◆ Given exercise: Write out the lines of the data below word for word, starting with the line that contains "Put a pin on every instance of the orange" and going on through the line that contains "x=794 y=419", with both of those lines included.

[Location identification data]
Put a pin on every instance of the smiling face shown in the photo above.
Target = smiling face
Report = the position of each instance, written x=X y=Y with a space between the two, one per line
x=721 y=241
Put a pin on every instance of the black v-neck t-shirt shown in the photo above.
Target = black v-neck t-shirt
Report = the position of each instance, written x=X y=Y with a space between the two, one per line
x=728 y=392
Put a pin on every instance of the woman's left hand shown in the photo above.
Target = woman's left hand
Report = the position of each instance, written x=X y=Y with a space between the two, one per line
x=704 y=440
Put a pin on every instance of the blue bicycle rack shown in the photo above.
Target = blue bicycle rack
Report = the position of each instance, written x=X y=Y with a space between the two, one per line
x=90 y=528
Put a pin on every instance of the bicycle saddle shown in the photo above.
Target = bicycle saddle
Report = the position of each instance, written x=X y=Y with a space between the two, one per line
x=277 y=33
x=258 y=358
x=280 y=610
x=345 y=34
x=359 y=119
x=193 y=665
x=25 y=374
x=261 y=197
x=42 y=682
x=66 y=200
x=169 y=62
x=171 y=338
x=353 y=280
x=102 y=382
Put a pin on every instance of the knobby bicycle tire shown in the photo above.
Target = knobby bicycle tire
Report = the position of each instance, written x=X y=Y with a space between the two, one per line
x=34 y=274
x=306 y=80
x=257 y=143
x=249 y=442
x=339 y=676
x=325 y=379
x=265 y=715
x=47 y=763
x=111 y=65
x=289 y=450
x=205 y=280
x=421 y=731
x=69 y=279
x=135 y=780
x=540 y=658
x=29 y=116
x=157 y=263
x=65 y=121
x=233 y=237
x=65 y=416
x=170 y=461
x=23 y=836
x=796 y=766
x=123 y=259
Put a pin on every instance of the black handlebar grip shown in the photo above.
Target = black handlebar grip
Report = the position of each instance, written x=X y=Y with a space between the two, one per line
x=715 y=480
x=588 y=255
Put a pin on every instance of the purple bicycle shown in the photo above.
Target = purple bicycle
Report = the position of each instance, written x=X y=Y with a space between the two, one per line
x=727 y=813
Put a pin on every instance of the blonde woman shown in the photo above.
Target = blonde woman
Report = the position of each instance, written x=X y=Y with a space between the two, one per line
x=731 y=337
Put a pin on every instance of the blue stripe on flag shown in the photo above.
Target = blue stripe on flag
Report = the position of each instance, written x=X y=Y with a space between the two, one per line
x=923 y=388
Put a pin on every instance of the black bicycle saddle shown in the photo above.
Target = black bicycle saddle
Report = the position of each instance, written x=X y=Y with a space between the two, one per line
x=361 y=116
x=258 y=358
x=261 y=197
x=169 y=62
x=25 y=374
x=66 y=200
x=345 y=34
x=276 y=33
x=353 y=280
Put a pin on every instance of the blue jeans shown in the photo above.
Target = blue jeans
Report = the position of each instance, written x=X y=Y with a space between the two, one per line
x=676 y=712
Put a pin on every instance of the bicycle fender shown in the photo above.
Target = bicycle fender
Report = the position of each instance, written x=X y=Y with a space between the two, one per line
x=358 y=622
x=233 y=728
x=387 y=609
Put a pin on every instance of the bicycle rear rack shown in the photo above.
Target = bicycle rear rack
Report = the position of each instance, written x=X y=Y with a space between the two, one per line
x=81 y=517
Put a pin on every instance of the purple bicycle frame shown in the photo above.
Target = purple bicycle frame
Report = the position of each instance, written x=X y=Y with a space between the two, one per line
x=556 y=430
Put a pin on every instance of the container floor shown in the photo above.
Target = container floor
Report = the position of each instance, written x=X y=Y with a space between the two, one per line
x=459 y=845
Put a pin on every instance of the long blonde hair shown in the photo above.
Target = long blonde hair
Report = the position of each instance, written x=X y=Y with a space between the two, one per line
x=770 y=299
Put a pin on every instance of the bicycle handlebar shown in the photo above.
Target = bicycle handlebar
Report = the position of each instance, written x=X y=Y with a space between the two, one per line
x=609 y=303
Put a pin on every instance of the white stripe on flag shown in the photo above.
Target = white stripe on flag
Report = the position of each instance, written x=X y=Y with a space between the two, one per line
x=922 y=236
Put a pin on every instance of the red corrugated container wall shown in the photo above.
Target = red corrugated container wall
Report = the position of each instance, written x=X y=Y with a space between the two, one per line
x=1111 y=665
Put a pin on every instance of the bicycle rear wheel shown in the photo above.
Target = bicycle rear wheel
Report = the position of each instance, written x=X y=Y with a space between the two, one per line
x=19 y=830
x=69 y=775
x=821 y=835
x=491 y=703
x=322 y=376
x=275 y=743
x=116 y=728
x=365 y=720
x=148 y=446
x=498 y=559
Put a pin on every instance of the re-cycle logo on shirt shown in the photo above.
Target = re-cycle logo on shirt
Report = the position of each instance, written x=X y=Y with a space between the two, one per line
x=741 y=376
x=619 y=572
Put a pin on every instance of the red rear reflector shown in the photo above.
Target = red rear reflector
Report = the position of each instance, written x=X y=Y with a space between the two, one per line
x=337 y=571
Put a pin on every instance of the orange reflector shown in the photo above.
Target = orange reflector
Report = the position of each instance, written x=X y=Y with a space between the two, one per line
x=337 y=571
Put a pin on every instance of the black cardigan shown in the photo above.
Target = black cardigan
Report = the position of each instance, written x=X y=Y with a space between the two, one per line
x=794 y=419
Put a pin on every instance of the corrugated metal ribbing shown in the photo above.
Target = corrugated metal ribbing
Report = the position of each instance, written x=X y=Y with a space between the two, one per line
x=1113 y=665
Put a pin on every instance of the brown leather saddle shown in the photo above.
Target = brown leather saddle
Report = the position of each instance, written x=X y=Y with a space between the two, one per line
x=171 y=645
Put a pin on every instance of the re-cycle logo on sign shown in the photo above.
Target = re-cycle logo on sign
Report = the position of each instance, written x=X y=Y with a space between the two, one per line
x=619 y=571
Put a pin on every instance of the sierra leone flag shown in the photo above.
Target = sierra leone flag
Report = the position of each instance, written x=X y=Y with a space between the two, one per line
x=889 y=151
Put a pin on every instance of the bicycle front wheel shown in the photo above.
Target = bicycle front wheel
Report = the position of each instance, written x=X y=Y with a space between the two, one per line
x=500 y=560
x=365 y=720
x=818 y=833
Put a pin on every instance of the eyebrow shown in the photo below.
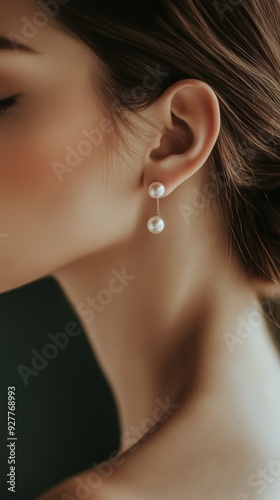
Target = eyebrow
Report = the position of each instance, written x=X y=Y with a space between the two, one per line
x=7 y=44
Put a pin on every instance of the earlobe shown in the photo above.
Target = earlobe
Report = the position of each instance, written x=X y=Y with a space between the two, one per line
x=190 y=115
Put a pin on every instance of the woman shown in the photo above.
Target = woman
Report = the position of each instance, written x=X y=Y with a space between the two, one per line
x=140 y=168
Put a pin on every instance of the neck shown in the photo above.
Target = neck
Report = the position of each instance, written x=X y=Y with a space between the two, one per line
x=166 y=330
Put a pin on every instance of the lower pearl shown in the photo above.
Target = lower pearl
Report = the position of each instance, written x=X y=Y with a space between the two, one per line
x=155 y=224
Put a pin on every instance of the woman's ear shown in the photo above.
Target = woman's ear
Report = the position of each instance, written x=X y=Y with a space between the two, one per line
x=187 y=117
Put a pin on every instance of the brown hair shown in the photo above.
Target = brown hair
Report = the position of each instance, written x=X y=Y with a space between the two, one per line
x=234 y=47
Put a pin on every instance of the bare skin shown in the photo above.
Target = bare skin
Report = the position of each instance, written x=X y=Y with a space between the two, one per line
x=171 y=328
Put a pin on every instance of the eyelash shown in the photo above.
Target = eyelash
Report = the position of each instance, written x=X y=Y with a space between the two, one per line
x=8 y=103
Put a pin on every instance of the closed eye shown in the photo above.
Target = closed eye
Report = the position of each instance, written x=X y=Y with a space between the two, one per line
x=7 y=104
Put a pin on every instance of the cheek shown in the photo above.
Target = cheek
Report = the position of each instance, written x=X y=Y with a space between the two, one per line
x=36 y=166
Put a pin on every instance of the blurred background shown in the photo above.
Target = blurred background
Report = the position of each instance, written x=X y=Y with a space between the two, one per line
x=66 y=417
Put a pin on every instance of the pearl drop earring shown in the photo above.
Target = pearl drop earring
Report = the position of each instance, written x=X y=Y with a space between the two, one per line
x=156 y=224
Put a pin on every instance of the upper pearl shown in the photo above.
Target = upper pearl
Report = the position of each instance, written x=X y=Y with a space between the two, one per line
x=156 y=189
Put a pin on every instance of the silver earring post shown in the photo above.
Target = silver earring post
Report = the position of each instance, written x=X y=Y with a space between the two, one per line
x=156 y=224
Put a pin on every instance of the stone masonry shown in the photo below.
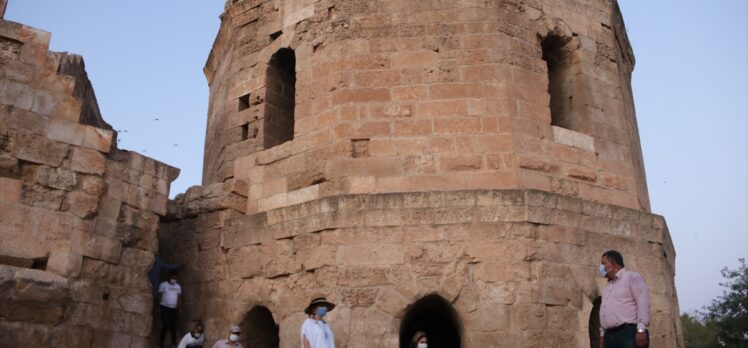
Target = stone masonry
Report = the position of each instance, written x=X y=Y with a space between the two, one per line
x=456 y=167
x=78 y=216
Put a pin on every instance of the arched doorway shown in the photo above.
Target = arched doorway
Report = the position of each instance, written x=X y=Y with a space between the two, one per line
x=435 y=316
x=259 y=330
x=594 y=323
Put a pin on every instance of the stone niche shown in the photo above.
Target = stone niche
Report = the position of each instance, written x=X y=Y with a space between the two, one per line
x=78 y=216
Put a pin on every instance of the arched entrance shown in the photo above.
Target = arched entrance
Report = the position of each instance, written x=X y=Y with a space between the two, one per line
x=594 y=323
x=435 y=316
x=259 y=330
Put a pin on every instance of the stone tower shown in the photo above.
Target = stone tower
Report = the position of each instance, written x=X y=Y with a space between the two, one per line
x=456 y=167
x=78 y=216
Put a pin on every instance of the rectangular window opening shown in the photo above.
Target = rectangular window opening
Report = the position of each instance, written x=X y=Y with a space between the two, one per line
x=245 y=131
x=244 y=102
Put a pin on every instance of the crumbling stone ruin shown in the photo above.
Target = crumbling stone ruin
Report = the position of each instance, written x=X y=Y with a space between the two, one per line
x=454 y=165
x=78 y=216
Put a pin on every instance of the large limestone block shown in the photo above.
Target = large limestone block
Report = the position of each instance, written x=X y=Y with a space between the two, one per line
x=88 y=161
x=96 y=246
x=63 y=261
x=38 y=149
x=10 y=190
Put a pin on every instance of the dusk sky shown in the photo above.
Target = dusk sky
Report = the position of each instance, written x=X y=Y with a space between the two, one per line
x=145 y=60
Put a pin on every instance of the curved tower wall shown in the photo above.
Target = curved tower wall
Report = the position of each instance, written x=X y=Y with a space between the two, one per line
x=463 y=160
x=399 y=96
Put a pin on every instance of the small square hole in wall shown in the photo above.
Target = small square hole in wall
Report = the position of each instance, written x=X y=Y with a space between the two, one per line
x=244 y=102
x=360 y=147
x=245 y=131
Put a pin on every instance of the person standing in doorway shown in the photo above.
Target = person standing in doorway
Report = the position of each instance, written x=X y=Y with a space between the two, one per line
x=154 y=276
x=232 y=341
x=624 y=311
x=169 y=295
x=315 y=332
x=195 y=338
x=419 y=340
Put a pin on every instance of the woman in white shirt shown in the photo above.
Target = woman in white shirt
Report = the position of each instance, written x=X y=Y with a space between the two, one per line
x=315 y=332
x=194 y=338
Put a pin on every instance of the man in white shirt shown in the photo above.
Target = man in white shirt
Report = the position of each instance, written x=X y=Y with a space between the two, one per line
x=169 y=294
x=315 y=332
x=232 y=341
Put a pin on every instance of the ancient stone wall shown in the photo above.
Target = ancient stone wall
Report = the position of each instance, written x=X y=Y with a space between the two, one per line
x=457 y=166
x=78 y=216
x=519 y=266
x=394 y=96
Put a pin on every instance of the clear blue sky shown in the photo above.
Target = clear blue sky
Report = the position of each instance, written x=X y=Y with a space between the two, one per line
x=145 y=60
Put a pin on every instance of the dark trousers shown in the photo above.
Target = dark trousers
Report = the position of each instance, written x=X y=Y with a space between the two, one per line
x=622 y=337
x=168 y=322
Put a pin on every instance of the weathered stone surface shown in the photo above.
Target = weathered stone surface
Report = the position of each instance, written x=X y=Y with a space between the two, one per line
x=63 y=186
x=88 y=161
x=429 y=162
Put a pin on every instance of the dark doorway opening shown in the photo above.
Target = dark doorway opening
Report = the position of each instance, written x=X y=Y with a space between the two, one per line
x=280 y=98
x=259 y=330
x=561 y=79
x=594 y=324
x=436 y=317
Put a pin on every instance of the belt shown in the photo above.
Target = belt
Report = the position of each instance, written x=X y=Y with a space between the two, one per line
x=619 y=328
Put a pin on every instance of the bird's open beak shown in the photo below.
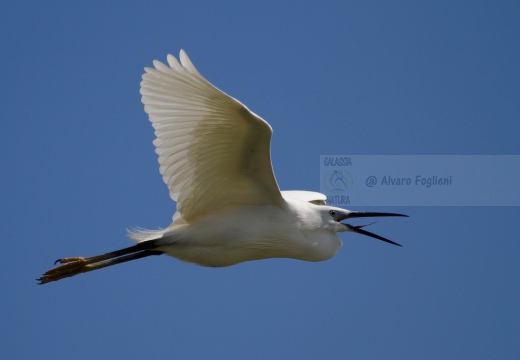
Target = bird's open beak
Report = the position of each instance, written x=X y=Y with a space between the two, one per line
x=359 y=230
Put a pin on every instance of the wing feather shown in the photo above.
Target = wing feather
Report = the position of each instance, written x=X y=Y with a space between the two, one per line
x=213 y=151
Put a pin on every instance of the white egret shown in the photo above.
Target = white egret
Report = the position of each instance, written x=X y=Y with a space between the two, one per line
x=214 y=156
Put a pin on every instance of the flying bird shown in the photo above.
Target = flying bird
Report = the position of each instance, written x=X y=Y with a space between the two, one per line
x=214 y=156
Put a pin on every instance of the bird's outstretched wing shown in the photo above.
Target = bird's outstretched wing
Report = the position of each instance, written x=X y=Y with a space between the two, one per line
x=213 y=151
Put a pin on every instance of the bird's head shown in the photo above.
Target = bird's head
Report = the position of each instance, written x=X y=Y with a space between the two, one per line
x=333 y=217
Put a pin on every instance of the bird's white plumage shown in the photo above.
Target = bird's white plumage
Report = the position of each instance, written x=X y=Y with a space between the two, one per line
x=213 y=151
x=214 y=156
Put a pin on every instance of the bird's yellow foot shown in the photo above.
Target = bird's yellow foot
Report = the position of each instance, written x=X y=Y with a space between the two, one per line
x=70 y=267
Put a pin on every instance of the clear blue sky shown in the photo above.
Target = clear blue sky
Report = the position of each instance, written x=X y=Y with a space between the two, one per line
x=371 y=77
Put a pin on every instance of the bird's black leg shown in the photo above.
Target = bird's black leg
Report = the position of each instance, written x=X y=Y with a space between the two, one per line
x=77 y=265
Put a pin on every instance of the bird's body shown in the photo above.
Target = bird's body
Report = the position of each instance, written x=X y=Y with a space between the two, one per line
x=256 y=232
x=214 y=156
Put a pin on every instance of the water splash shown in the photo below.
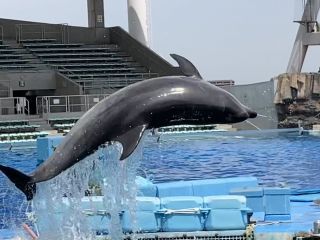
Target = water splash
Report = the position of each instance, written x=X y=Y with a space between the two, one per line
x=253 y=125
x=59 y=203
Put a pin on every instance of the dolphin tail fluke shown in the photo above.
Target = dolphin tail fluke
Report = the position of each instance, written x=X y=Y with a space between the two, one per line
x=21 y=180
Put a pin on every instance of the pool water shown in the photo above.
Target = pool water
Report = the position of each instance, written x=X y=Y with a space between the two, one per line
x=276 y=160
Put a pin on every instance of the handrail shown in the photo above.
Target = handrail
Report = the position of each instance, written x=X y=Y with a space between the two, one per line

◆ Result of this task:
Put a pin on every instance of the orange reflector shown in the photo above.
Target = orange reflector
Report = the position of each instance, written x=X y=Y with a space between the two, one per line
x=337 y=571
Put a pin on every instance of the black cardigan shown in the photo above.
Target = black cardigan
Report = the position of each instance, written x=X y=Y with a space between the two, one per line
x=794 y=419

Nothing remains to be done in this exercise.